§ GIVEN PROBLEM
Repeat the whole of the data, keeping every detail the same.

▽

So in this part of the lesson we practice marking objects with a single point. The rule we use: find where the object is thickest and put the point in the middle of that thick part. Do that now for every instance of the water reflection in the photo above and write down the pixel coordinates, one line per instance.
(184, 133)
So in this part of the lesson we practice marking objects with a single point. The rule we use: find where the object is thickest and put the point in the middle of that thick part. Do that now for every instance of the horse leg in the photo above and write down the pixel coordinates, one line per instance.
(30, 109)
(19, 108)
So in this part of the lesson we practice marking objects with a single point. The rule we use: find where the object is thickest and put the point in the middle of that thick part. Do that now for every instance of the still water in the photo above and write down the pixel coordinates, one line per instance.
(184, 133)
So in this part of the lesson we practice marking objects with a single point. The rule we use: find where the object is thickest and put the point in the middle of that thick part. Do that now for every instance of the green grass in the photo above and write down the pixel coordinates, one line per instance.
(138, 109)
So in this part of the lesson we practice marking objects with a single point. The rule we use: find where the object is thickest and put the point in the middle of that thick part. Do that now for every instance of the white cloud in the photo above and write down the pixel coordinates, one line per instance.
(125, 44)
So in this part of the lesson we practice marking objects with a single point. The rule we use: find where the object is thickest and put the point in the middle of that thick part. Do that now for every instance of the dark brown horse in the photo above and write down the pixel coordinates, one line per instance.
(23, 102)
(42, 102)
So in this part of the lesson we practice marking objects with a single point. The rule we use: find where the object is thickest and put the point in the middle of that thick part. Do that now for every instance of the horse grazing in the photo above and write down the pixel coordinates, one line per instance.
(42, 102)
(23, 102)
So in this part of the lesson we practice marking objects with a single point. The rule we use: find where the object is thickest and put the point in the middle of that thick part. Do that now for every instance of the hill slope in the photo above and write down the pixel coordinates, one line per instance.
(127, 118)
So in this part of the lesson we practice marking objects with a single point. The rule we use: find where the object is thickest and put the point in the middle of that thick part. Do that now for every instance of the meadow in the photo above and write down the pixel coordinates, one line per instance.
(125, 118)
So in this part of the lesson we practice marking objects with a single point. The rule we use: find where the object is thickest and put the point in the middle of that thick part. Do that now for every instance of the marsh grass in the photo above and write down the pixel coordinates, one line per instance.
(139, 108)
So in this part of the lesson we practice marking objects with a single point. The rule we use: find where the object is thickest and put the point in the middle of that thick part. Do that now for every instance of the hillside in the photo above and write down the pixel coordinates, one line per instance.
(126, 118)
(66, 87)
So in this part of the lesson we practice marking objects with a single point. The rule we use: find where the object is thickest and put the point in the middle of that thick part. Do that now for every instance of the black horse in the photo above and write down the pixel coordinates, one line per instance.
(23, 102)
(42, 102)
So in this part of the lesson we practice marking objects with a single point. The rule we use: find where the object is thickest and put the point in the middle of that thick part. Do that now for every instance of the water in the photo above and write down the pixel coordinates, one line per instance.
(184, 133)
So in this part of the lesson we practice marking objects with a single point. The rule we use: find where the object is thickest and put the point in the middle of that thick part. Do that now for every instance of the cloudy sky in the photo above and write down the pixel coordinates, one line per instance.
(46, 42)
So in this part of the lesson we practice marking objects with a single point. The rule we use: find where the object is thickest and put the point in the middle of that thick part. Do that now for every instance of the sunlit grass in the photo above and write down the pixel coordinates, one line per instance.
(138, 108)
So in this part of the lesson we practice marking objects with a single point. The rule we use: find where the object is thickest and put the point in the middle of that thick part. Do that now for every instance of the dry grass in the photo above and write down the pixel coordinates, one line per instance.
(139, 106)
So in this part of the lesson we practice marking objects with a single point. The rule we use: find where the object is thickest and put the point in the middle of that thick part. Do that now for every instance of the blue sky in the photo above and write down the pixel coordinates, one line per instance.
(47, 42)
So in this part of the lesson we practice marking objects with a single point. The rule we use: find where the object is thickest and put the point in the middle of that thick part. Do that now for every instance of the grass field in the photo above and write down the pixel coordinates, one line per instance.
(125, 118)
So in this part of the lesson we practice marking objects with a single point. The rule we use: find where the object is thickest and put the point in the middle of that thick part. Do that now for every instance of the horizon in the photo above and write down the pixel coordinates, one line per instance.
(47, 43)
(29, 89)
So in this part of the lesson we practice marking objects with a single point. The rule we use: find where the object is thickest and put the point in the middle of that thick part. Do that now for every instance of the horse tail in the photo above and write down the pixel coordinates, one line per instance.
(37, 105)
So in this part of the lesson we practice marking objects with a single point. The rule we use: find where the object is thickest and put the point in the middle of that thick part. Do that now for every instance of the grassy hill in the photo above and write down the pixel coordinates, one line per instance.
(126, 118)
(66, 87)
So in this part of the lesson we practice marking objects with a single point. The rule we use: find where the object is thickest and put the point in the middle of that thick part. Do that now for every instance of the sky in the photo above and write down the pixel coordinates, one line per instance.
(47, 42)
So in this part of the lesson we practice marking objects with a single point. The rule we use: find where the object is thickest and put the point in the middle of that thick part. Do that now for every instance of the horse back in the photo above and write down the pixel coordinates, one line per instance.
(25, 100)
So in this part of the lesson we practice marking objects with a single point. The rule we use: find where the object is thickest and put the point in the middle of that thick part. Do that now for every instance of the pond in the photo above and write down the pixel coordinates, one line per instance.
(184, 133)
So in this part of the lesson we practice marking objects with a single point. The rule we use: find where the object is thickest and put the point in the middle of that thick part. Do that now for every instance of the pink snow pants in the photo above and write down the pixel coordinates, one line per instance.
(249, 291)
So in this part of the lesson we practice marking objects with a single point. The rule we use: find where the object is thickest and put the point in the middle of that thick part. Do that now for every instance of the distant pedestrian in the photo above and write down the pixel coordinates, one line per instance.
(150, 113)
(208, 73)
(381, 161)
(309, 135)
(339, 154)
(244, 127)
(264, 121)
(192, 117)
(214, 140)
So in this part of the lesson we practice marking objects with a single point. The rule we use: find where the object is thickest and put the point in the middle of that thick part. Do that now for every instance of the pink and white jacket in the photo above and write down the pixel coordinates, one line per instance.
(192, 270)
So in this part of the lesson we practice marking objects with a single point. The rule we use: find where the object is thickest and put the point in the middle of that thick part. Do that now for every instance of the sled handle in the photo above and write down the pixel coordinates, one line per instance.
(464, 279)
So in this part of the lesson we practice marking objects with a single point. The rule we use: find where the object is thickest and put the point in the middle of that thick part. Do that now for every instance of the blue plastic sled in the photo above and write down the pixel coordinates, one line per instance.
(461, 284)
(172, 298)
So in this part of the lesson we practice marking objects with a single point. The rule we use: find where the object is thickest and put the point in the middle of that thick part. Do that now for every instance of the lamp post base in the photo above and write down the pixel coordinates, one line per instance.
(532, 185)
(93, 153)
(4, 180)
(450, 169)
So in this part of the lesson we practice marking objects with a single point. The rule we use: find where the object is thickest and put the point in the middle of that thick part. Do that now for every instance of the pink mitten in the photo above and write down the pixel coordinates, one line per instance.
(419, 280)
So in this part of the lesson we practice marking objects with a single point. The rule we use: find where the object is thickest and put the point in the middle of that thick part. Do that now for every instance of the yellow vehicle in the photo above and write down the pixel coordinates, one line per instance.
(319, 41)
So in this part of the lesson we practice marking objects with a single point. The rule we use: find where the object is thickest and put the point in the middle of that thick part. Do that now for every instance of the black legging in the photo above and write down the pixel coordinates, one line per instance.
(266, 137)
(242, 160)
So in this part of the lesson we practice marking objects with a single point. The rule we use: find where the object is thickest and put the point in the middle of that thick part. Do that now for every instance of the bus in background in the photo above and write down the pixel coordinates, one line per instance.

△

§ EXERCISE OUTPUT
So in this part of the lesson we practice marking objects with a single point. The rule we use: find where the object is thickest and put the point in the middle of that thick part. Do that now for every instance of the water reflection in the photo above and write down the pixel coordinates, one line per instance.
(184, 133)
So in this part of the lesson we practice marking objects with a single point. The rule we use: find where the object is thickest and put the point in the middle of that thick part. Do that now for every instance of the horse leg in the photo above and write down the pixel coordinates, one line per instance.
(30, 109)
(19, 108)
So in this part of the lesson we practice marking objects with a single point. The rule we use: find where the object is thickest and put the point in the middle of that thick part. Do that now for every instance of the still water in the photo above and write down the pixel coordinates, one line per instance.
(184, 133)
So in this part of the lesson we practice marking objects with a single point. The rule we use: find where the object is thickest and put the point in the middle of that thick part. Do that now for every instance of the green grass in the photo above and write down the pixel coordinates, one line per instance.
(138, 109)
So in this part of the lesson we practice marking objects with a single point. The rule we use: find where the object is thickest and put the point in the middle of that thick part. Do that now for every instance of the white cloud in the photo above and write down the pixel coordinates, one line per instance.
(125, 44)
So in this part of the lesson we practice marking objects with a single point. The rule we use: find where the object is thickest and put the point in the middle of that thick part. Do that now for every instance of the dark brown horse in the photo above and write down the pixel coordinates, one line per instance.
(23, 102)
(42, 102)
So in this part of the lesson we practice marking objects with a single point. The rule we use: find where the object is thickest and put the point in the middle of that thick part. Do that now for every instance of the horse grazing in the photo above and write down the pixel coordinates, one line per instance.
(42, 102)
(23, 102)
So in this part of the lesson we practice marking objects with a single point. The rule we use: find where the object is thickest and put the point in the middle of that thick part. Do that now for every instance of the hill slope in the photo above and write down the pixel coordinates, one line per instance.
(127, 118)
So in this part of the lesson we practice marking objects with a single point. The rule we use: find where the object is thickest and put the point in the middle of that thick part. Do that now for every instance of the meadow in the photo above and write down the pixel coordinates, one line per instance.
(125, 118)
So in this part of the lesson we practice marking objects with a single point. The rule we use: find where the object is thickest and put the point in the middle of that thick part. Do that now for every instance of the marsh grass in the photo above and write down the pixel coordinates, one line per instance.
(139, 108)
So in this part of the lesson we practice marking objects with a single point. The rule we use: find where the object is thickest and put the point in the middle of that thick part. Do that now for every instance of the hillside in the photo above and write down the pixel coordinates, one line per instance.
(126, 118)
(66, 87)
So in this part of the lesson we practice marking objects with a single point. The rule we use: find where the object is thickest and put the point in the middle of that thick part. Do that now for every instance of the black horse in the photo above and write down the pixel coordinates, one line per instance.
(23, 102)
(42, 102)
So in this part of the lesson we practice marking objects with a single point. The rule we use: find where the object is thickest and put the point in the middle of that thick part. Do that now for every instance of the water in the photo above and write down the pixel coordinates, one line per instance.
(184, 133)
So in this part of the lesson we practice marking objects with a single point. The rule we use: find where the object is thickest and put the point in the middle of that thick part. Do that now for every instance of the cloudy sky in the photo above and write down the pixel coordinates, one line per instance.
(46, 42)
So in this part of the lesson we practice marking objects with a single point. The rule we use: find where the object is thickest and put the point in the middle of that thick part. Do that now for every instance of the sunlit grass in the photo above and write down the pixel coordinates, one line per instance.
(138, 108)
So in this part of the lesson we practice marking objects with a single point. The rule we use: find where the object is thickest and put the point in the middle of that thick part. Do that now for every instance of the dry grass in the photo above and write down the pixel coordinates, one line per instance.
(139, 106)
So in this part of the lesson we practice marking objects with a single point. The rule we use: find where the object is thickest and put the point in the middle of that thick part. Do that now for every instance of the blue sky in the photo above and write down the pixel coordinates, one line per instance.
(47, 42)
So in this part of the lesson we practice marking objects with a single point. The rule we use: find where the object is thickest and put the point in the middle of that thick part. Do that now for every instance of the grass field in the photo above and write down the pixel coordinates, one line per instance.
(125, 118)
So in this part of the lesson we practice marking objects with a single point. The rule we use: find where the object is thickest and put the point in the middle of that thick part. Do that now for every instance of the horizon in the photo above and write down the pixel coordinates, one line per instance.
(47, 43)
(29, 89)
So in this part of the lesson we practice marking objects with a single point. The rule we use: find where the object is thickest and put the point in the middle of that thick part. Do that now for every instance of the horse tail in the photo above and write down the pixel coordinates, one line per instance.
(37, 105)
So in this part of the lesson we practice marking objects with a single point. The rule we use: find where the object is thickest and put the point in the middle of that thick part. Do that now for every instance of the grassy hill in the photo above and write down the pixel coordinates, one line per instance.
(126, 118)
(66, 87)
So in this part of the lesson we practice marking objects with a single point. The rule we use: find where the object is thickest and put the point in the middle of that thick part. Do that now for every instance of the sky in the photo above and write down the pixel coordinates, one line per instance.
(47, 42)
So in this part of the lesson we practice marking objects with a single point. The rule we use: find where the object is thickest and put the point in the middle of that thick part. Do that now for every instance of the horse back in the photo above and write down the pixel coordinates, one line per instance.
(25, 100)
So in this part of the lesson we practice marking objects with a single point. The rule we use: find where the object is thickest and put the point in the middle of that thick part. Do that now for every instance of the pond in the photo above and write down the pixel coordinates, one line per instance.
(184, 133)
So in this part of the lesson we practice marking objects with a single point. The rule we use: find where the object is thickest and put the point in the middle of that thick part. Do that now for every instance of the pink snow pants in the photo above and write down the pixel coordinates, one line per instance.
(249, 291)
So in this part of the lesson we practice marking objects with a single point. The rule we use: find where the object is thickest and put the point in the middle of that thick part. Do that now for every instance of the distant pedestrian in the photo above and write down the pixel coordinates, one line per instance.
(150, 113)
(208, 73)
(381, 161)
(309, 135)
(339, 154)
(244, 127)
(264, 121)
(192, 117)
(214, 140)
So in this part of the lesson we practice marking objects with a single point. The rule we use: find where the object is thickest and put the point in the middle of that thick part. Do that now for every instance of the pink and white jacket in the photo above and write down the pixel coordinates, one line per instance.
(192, 270)
So in this part of the lesson we practice marking objects with a single point. The rule we use: find where the object is thickest and put the point in the middle of that thick part. Do that now for every instance of the sled handle in the photo above and write down the pixel coordinates, one line per instance.
(464, 279)
So in this part of the lesson we practice marking objects with a single point. The rule we use: find where the object is thickest and put the point in the middle of that thick part. Do that now for every instance of the blue plastic sled in the photo above and write down the pixel coordinates, one line per instance.
(461, 284)
(172, 298)
So in this part of the lesson we practice marking objects with a single point. The rule we use: find where the object is thickest and put the point in the middle of that thick part. Do that now for every instance of the lamp post base in the photo above and write down the pixel coordinates, one line per instance.
(532, 185)
(93, 153)
(4, 180)
(450, 169)
So in this part of the lesson we practice marking objects with a single point. The rule we use: find where the object is thickest and put the point in the middle of that thick part. Do that now for every instance of the pink mitten in the photo above and write down the pixel coordinates, one line per instance.
(419, 280)
So in this part of the lesson we practice marking objects with a single point. The rule we use: find where the object is thickest and put the point in the middle of that thick part. Do that now for every instance of the yellow vehicle in the photo above and write down the pixel coordinates, one line per instance.
(319, 41)
So in this part of the lesson we practice marking objects with a single point. The rule we use: find where the object is thickest and put the point in the middle of that thick part. Do that now for every instance of the black legging in the photo above and write down the pixel coordinates, one line per instance.
(266, 137)
(242, 160)
So in this part of the lesson we practice marking objects with a single point. The rule we use: find where the object is thickest and put the point in the middle of that thick part. Do that now for every instance of the bus in background in the photo above and write down the pixel coordinates, one line per instance.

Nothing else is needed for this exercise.